Location identification listing:
----

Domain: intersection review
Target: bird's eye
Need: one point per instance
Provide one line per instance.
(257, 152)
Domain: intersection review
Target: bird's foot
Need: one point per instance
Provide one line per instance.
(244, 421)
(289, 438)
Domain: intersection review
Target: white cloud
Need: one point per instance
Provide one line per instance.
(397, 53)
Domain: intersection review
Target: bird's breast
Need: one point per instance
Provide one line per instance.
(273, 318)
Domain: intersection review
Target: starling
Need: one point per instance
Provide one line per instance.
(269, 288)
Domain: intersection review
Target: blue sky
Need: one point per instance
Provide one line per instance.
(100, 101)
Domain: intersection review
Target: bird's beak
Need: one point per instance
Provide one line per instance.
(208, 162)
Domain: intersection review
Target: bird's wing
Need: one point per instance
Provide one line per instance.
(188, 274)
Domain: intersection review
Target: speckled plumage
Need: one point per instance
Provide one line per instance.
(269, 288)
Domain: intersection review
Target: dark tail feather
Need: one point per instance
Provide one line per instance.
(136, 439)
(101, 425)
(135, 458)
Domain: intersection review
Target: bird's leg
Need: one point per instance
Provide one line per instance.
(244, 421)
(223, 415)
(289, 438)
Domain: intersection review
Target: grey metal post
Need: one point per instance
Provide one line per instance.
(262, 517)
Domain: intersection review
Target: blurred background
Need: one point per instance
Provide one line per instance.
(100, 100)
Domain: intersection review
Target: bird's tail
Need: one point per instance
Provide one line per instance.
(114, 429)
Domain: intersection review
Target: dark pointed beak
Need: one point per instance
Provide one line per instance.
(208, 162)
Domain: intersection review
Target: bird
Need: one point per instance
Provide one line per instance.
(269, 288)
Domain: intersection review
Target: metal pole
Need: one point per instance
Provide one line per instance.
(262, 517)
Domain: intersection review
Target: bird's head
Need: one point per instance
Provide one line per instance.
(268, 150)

----

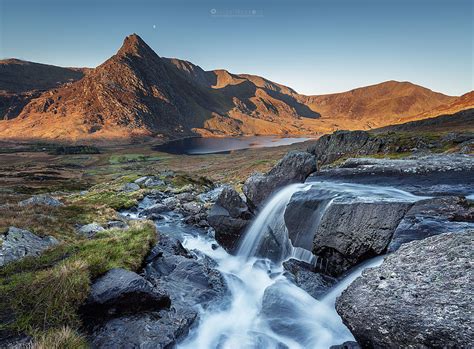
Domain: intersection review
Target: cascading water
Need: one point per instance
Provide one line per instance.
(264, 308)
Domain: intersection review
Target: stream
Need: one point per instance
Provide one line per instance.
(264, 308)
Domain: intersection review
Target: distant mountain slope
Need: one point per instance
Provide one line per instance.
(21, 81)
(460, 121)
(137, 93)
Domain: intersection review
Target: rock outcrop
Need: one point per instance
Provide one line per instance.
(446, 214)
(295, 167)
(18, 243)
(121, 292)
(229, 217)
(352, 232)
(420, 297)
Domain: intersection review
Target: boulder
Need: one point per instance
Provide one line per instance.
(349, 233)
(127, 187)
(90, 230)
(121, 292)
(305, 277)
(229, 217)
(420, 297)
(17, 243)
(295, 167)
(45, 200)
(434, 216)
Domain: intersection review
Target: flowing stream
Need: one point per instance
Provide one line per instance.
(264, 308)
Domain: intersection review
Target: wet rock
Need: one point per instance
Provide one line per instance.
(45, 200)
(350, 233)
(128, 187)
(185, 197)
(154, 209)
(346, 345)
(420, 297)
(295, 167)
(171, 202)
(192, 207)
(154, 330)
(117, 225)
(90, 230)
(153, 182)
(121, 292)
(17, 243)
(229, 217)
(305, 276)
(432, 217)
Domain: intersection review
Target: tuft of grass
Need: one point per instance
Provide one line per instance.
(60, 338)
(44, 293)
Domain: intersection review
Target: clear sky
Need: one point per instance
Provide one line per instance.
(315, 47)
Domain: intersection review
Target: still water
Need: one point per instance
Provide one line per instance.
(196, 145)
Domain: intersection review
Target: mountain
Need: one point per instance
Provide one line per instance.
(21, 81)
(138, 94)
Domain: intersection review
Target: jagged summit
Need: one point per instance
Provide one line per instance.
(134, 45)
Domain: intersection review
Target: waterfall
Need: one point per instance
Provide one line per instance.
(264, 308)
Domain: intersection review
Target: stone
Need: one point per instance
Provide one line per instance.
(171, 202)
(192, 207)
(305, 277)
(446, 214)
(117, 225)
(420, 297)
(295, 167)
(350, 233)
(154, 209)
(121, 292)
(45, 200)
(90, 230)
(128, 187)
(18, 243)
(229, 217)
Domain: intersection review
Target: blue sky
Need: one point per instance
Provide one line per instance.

----

| EXERCISE |
Locate each line in the listing above that contains the string "dark", treating uppercase and lowercase as different, and copy those lines.

| COMPLETED TASK |
Target: dark tail feather
Target: dark pointed beak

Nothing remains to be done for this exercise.